**ТЕКСТ ДЛЯ ЧТЕНИЯ:**
·····
Игорь Ольгович созвал киевлян в Верхнем городе на двор Ярослава и вновь заставил их поцеловать себе крест. Но двукратная присяга оказалась ненадежным средством там, где ее не подкрепляло народное расположение. Вслед затем граждане сели на коней и собрались в Нижнем городе, т. е. на Подоле, возле так наз. Туровой божницы, и послали звать Игоря к себе на вече. Тот выехал с своей дружиной; но остановился в некотором отдалении от народа и послал брата Святослава спросить киевлян, чего они хотят. Граждане начали приносить жалобы на тиунов покойного Всеволода Ольговича, на Ратшу и Тудора: «Первый, — говорили они, — разорил своими неправдами Киев, а второй — Вышгород». Вероятно, в этом вече участвовали и граждане соседнего Вышгорода. По требованию народного собрания Святослав сошел с коня и за своего старшего брата поцеловал крест на том, что великий князь будет наблюдать правду и не даст народ в обиду тиунам. Киевляне спешились и вновь присягнули не мыслить никакого зла против Игоря и Святослава. Последний воротился в сопровождении лучших людей; великий князь также сошел с коня и также поцеловал крест на исполнении обещанного. Но лучшим людям, очевидно, не удалось примирить народ с новым князем. Едва братья воротились в терем и сели обедать, как получили известие, что киевская чернь прямо с веча бросилась грабить двор Ратши, а также дворы княжих мечников. Игорь послал брата с дружиною, и тот едва укротил грабителей. Ясно, что перемены в наследовании Киевского стола и борьба из-за него княжих родов принесли свой плод. Уважение к достоинству великого князя стало падать; граждане киевские, подобно новгородцам, сделались своевольнее и привыкают менять своих князей, смотря по расположению или по другим обстоятельствам. Ольговичей они вообще не любили. Эта нелюбовь усилилась во время Всеволода, который допускал неправды и притеснения от тиунов. Однако он удержался в Киеве до конца своей жизни благодаря личной энергии и несогласиям Мономаховичей. Игорь еще менее полюбился киевлянам, а в дарованиях он, очевидно, уступал своему старшему брату.
Граждане, преданные семье Мономаховой, завели сношения с Изяславом Мстиславичем, который находился по соседству, в южном Переяславле, и звали его на Киевский стол. В этих тайных переговорах участвовали и некоторые старые бояре киевские, между прочим, Иван Войтишич и сам тысяцкий Улеб. Изяслав, в крещении Пантелеймон, приняв благословение от переяславского епископа Евфимия в церкви Св. Михаила, выступил с дружиной из Переяславля и у Заруба перешел Днепр. Здесь соединились с ним обитатели Поросья, или так наз. Черные Клобуки. То были некоторые остатки Печенегов и Торков, поселенные старыми князьями по р. Роси с обязанностию оберегать киевские пределы от степных варваров. Черными Клобуками они прозваны, конечно, по своим высоким бараньим шапкам; иначе называли их берендеи, или берендичи.
·····
**НАБОР ДАННЫХ:**
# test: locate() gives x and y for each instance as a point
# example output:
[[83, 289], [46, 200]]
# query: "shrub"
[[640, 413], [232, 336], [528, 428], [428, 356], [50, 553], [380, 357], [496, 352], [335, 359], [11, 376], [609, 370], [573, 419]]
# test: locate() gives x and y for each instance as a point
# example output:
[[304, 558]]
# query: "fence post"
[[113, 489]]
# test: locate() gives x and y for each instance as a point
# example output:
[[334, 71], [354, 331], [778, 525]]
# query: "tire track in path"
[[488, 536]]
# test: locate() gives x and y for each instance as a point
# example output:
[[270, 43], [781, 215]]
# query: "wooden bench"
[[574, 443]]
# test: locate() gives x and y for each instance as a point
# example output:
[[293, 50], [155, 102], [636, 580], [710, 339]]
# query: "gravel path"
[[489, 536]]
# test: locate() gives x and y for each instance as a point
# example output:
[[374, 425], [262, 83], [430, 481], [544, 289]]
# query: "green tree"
·····
**УСЛОВИЕ ЗАДАЧИ:** Продолжите текст о киевлянах и князе Игоре Ольговиче, начав сразу после его последнего предложения. Записи здесь никакой роли не играют.

**РЕЗУЛЬТАТ ЗАДАНИЯ:**
Получив известие о приближении неприятеля, Игорь приготовился к обороне; с ним соединились брат его Святослав Ольгович и племянник Святослав Всеволодович. Они стали с своими дружинами табором (лагерем) вне города; киевская рать расположилась особо, на урочище, называвшемся Ольгова могила. Едва показались полки Изяслава, как киевляне перешли на его сторону; то же сделали Улеб и Иван Войтишич с своими отроками. Ольговичи, однако, не потеряли бодрости и смело вступили в битву. Но их дружины попали в неудобное место, пересеченное оврагами и болотами; Черные Клобуки заехали им в тыл, а Изяслав ударил в бок. Ольговичи побежали. Но только одному Святославу удалось перебраться за Днепр и уйти в свой Новгород-Северский удел; племянник его Всеволодич укрылся в киевском монастыре св. Ирины; а великий князь Игорь во время бегства завяз в болоте. Будучи болен ногами, он не мог бежать далее; его взяли в. плен и отослали в Переяславль, где засадили в монастырский поруб. Между тем киевляне вместе с победителями принялись грабить имение и скот разбогатевших дружинников Всеволода и Игоря, как в самом Киеве, так и в селах; грабили не только дома, но разыскивали их имущество и по монастырям, куда зажиточные люди отдавали на хранение свои сокровища. Этим грабежом киевляне мстили дружинникам за понесенные от них притеснения и вымогательства. Подобное возмездие было в нравах того времени; но нельзя в этом случае не видеть также и проявления необузданного народного своеволия, при явном ослаблении великокняжеского достоинства. Соперничество князей из-за Киевского стола неизбежно заставляло их делать разные поблажки страстям и порывам толпы, чтобы упрочить за собою народное расположение.
Так началось недолговременное, но обильное событиями княжение Изяслава Мстиславича в Киеве.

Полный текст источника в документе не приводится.